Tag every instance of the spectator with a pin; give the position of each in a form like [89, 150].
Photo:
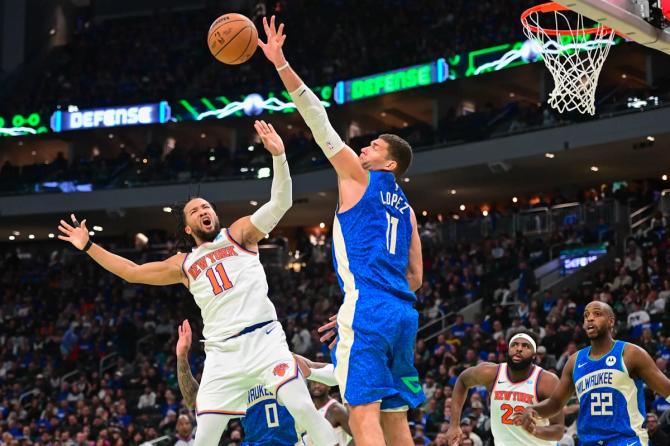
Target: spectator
[184, 434]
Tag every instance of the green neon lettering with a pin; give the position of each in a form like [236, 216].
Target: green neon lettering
[327, 93]
[208, 104]
[424, 75]
[188, 108]
[34, 119]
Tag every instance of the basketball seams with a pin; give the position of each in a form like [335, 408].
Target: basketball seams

________________________

**Aim of the task:**
All of the data above should be printed again exactly, though none of the pictures belong in the copy.

**Answer to this task:**
Tag every instance of the spectator with a pin; give the position of each in a form like [89, 150].
Photo:
Target: spectator
[184, 434]
Tag every instance of the green neon lettering with a pin; give the position of each in a form like [236, 216].
Target: green neon lettering
[327, 93]
[208, 104]
[424, 75]
[188, 108]
[34, 119]
Tag every instance of the basketball seams with a pin; give the position of each in a form like [335, 408].
Target: basketball seams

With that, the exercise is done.